- [Available data]:
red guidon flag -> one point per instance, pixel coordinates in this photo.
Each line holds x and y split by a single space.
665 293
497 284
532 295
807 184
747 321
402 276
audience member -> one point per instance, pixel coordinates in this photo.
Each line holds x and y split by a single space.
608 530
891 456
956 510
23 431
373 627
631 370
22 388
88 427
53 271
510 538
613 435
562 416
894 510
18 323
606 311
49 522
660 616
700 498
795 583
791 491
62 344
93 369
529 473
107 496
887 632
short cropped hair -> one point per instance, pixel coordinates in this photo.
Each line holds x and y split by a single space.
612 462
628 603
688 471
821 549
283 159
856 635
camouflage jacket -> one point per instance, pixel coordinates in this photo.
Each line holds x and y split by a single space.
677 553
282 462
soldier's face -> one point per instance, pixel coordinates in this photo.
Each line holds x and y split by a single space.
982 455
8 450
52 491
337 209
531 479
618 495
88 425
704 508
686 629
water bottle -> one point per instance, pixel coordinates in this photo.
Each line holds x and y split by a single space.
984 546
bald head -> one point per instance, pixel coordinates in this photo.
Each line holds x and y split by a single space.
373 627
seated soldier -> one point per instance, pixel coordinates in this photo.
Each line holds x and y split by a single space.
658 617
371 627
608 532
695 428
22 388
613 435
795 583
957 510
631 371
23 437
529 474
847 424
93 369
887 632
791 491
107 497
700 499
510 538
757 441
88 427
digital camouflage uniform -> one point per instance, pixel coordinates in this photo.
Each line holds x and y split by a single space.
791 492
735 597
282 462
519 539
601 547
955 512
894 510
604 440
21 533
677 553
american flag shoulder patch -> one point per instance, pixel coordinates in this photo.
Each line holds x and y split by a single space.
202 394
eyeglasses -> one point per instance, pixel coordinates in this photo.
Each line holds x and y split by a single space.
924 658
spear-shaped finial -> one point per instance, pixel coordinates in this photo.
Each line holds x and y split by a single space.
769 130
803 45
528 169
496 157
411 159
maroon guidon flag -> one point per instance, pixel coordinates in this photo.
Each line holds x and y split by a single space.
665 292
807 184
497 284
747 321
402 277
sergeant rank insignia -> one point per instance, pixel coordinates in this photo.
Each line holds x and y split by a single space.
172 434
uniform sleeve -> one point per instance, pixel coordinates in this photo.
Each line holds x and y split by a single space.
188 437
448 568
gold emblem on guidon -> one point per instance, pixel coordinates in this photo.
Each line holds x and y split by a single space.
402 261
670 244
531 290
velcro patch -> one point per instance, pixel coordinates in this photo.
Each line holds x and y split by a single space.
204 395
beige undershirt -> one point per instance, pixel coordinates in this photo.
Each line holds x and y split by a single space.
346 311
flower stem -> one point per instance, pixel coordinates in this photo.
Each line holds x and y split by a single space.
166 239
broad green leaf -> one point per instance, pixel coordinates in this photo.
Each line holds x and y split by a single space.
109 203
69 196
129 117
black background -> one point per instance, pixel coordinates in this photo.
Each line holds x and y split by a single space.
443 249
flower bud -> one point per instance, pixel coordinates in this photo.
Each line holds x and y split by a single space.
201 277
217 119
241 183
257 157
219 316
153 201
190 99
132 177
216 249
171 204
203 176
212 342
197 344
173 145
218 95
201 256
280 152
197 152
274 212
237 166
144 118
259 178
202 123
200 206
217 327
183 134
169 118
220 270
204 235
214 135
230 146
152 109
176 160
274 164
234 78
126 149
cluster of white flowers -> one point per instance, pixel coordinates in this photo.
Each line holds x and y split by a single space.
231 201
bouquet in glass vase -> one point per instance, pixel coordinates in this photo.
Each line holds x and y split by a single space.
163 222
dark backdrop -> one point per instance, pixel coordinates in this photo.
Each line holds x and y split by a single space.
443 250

- [Task to carry out]: Update all of the lines above by changing each "single space" to "comma" and keeping everything else the same.

- [Reply]:
red guidon flag -> one point per instance, pixel coordinates in this photo.
Each line holds x and y split by a comma.
665 293
497 284
532 295
807 184
747 321
402 276
audience member -> one point per instance, pixel coordinates in this photo.
Each line holds x and y split by a comma.
608 530
891 456
956 510
23 431
373 627
631 370
22 388
88 427
53 271
510 538
613 435
562 416
894 510
18 323
606 311
49 522
660 616
700 498
795 583
791 491
62 344
93 369
529 473
107 496
887 632
short cropped hair -> one point per instance, pixel coordinates in this photo.
Each line holds x and y split by a comma.
612 462
628 603
688 471
821 549
283 159
856 635
camouflage jacket -> one point per instance, pixel coordinates in this photo.
Each line holds x and y split by a comma.
677 553
282 462
soldier's face -> one point per instance, pixel coordinates in this photo.
Each line holds x and y split by a comma.
982 455
8 450
52 491
337 209
531 479
618 495
88 425
704 508
686 629
water bottle -> one point per instance, pixel coordinates in this photo.
Each line holds x and y split by a comma.
984 546
bald head -> one point per instance, pixel coordinates in this photo.
Each line holds x and y split by a comma.
373 627
seated soldier -> one point per instance, pixel coordinates in this photo.
Each line holds x and y split by a comma.
658 617
371 627
608 532
695 428
22 388
613 435
795 583
957 510
631 371
23 437
529 474
847 424
93 369
887 632
791 491
107 497
700 499
510 538
757 441
88 427
digital camouflage uniform -> one point per instance, pixel coordinates in this photo.
Each line holds x and y split by a comma.
791 492
735 597
282 462
519 539
601 547
955 512
894 510
604 440
21 533
677 553
american flag shoulder patch -> one point per instance, pixel coordinates in this photo.
Each line holds x and y split by a comma.
202 394
eyeglasses -> one point per instance, pixel coordinates in this photo.
Each line holds x and y split by a comma.
924 658
spear-shaped finial -> one point per instance, pixel coordinates in this photo.
Each line holds x and y split by a comma.
769 130
803 45
528 169
496 157
411 159
maroon guidon flag -> one point per instance, pixel coordinates in this photo.
Each line holds x and y split by a comma.
665 292
807 184
497 284
747 321
402 277
sergeant rank insignia -> one point per instance, pixel coordinates in this photo.
Each line holds x and y split by a comma.
172 434
uniform sleeve -> one point per instance, pixel coordinates in this photo.
Each line holds x and y split by a comma.
188 437
448 568
gold emblem on guidon -> one point per instance, pixel coordinates in this photo.
Each line holds x and y split by a comma.
402 261
670 244
531 290
velcro patch -> one point per instance, pixel coordinates in this photo.
Each line holds x and y split by a comma.
204 395
beige undershirt -> one point per instance, pixel coordinates in this photo.
Each line holds x and y split by a comma.
346 311
flower stem -> one point per instance, pixel coordinates in this photo.
Each line holds x and y split by a comma.
166 239
broad green leaf -> one point per instance, pixel coordinates in this photo.
Each line holds x and y split by a comma.
109 203
69 196
129 117
black background -> one point per instance, pixel coordinates in this photo.
Each line holds x and y split by a comma.
443 249
flower bud -> one point per instance, pixel coordinates in this photo.
Each line holds x and y split by a comma.
201 277
217 119
241 183
257 157
219 316
153 201
190 99
132 177
216 249
171 204
203 176
212 342
197 344
173 145
218 95
201 256
280 152
197 152
274 212
237 166
144 118
259 178
202 123
200 206
217 327
183 134
169 118
220 270
204 235
214 135
230 146
152 109
176 160
274 164
234 78
126 149
cluster of white flowers -> one point per instance, pixel coordinates in this photo.
Each line holds x and y split by a comma.
231 201
bouquet in glass vase -> one point per instance, pixel coordinates in this photo.
Each line holds x and y split by a comma.
163 222
dark backdrop -> one point per instance, pixel coordinates in this photo.
Each line holds x and y split by a comma.
443 250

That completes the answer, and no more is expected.